───── Records provided
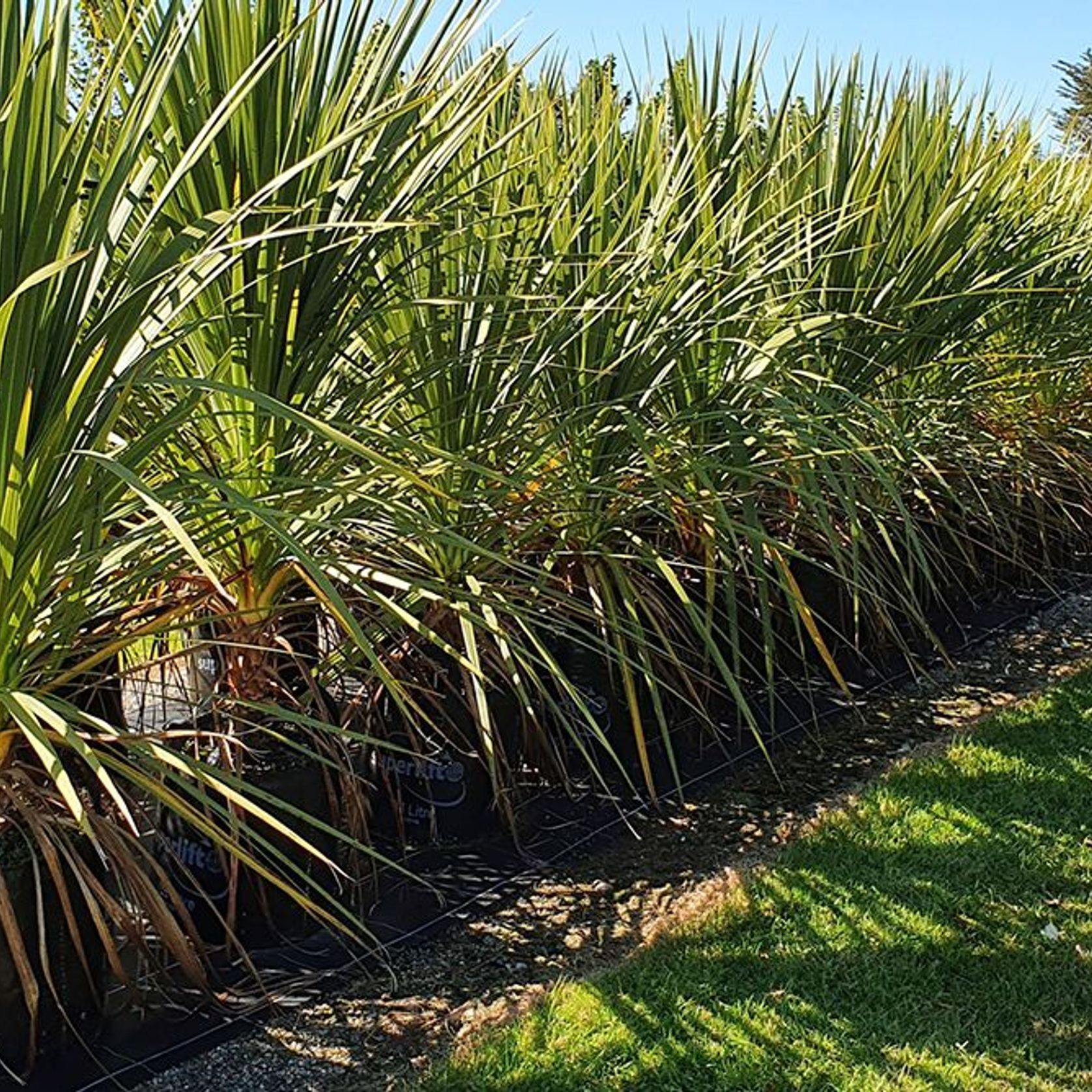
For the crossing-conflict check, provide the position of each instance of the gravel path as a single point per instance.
──────────
───── Records provided
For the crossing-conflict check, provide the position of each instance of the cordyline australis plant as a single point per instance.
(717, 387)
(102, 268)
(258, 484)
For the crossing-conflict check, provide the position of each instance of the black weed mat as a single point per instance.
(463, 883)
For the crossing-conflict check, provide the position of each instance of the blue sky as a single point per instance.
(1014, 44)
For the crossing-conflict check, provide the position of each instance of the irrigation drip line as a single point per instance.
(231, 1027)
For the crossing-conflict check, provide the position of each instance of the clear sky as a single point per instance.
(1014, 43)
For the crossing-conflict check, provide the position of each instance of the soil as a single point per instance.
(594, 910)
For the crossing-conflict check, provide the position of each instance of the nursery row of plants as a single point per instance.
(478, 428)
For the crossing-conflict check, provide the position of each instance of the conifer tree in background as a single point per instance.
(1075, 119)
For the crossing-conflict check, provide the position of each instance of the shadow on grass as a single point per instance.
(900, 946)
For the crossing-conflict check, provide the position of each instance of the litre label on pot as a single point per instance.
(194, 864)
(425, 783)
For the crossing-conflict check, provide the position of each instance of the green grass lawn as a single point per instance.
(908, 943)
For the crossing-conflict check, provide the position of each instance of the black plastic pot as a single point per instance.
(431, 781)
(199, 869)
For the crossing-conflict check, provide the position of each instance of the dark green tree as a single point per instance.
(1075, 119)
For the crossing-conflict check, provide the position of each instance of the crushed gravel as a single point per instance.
──────────
The exercise — Please print the material above, copying it line for line, from the line containing "background as a single point per instance." through the line containing "gravel as a single point per instance.", including both of those lines.

Output for this exercise —
For the crossing-conflict check, provide the position of each instance of the conifer tree in background as a single point per instance.
(1075, 119)
For the crossing-conflict check, provide the position of each instance of the shadow on grass as a single point per instance.
(900, 946)
For the crossing-conflict check, provide the position of each instance of the litre label on pot as a single point per instance.
(194, 864)
(425, 783)
For the crossing-conflict check, provide the position of each instance of the green grass lawn as a single point per instance.
(908, 943)
For the crossing-conflict check, provide the position of each instance of the black plastic pot as a single point per instance.
(431, 781)
(199, 869)
For the crossing-conflict check, provide the position of each instance of the dark green tree as a single point per instance.
(1075, 119)
For the crossing-conflict check, provide the position of each instance of the crushed gravel as a single point per instance.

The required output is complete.